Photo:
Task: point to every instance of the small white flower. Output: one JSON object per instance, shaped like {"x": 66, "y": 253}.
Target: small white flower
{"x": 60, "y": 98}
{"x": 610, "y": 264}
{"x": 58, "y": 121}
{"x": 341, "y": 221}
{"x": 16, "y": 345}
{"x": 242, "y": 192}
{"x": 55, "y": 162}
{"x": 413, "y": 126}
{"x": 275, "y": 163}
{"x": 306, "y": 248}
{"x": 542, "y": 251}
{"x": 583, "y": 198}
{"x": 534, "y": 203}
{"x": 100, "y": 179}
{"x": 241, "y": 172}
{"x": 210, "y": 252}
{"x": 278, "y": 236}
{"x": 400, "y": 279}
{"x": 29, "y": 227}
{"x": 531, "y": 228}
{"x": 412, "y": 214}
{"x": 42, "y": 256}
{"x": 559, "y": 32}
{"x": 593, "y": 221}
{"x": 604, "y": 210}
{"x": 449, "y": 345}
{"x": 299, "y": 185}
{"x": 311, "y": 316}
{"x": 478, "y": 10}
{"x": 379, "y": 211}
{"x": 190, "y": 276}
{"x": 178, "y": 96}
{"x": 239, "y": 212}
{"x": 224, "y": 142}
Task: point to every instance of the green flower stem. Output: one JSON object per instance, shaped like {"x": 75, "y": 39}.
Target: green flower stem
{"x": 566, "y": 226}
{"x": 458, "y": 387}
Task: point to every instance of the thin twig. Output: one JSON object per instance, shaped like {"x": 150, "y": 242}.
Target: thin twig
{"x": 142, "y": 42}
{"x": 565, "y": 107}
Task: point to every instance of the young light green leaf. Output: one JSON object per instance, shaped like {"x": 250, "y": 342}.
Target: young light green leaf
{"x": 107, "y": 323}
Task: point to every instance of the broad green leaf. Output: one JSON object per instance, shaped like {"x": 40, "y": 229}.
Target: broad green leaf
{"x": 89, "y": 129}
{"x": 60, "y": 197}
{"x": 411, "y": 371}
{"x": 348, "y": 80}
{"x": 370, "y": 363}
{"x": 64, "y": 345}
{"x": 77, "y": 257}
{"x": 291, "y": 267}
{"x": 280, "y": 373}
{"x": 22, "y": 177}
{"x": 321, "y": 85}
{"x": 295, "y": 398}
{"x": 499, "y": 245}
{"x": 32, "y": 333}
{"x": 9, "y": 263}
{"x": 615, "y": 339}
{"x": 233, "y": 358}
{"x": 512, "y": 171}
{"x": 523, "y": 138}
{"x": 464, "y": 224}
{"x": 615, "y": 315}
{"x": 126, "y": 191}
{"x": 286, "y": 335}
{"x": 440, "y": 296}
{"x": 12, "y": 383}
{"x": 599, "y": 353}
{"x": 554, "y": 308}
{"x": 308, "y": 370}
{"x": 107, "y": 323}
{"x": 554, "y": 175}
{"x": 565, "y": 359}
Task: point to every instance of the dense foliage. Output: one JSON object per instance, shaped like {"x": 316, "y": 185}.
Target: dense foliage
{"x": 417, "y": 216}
•••••
→ PROBLEM DESCRIPTION:
From the first line of the material above down to the line with "Task: point to every instance of the small", output each line exactly; include both of those lines and add no others.

→ WRITTEN ANSWER:
Photo:
Task: point to every instance of the small white flower. Output: one JSON object per instance, shaped like {"x": 66, "y": 253}.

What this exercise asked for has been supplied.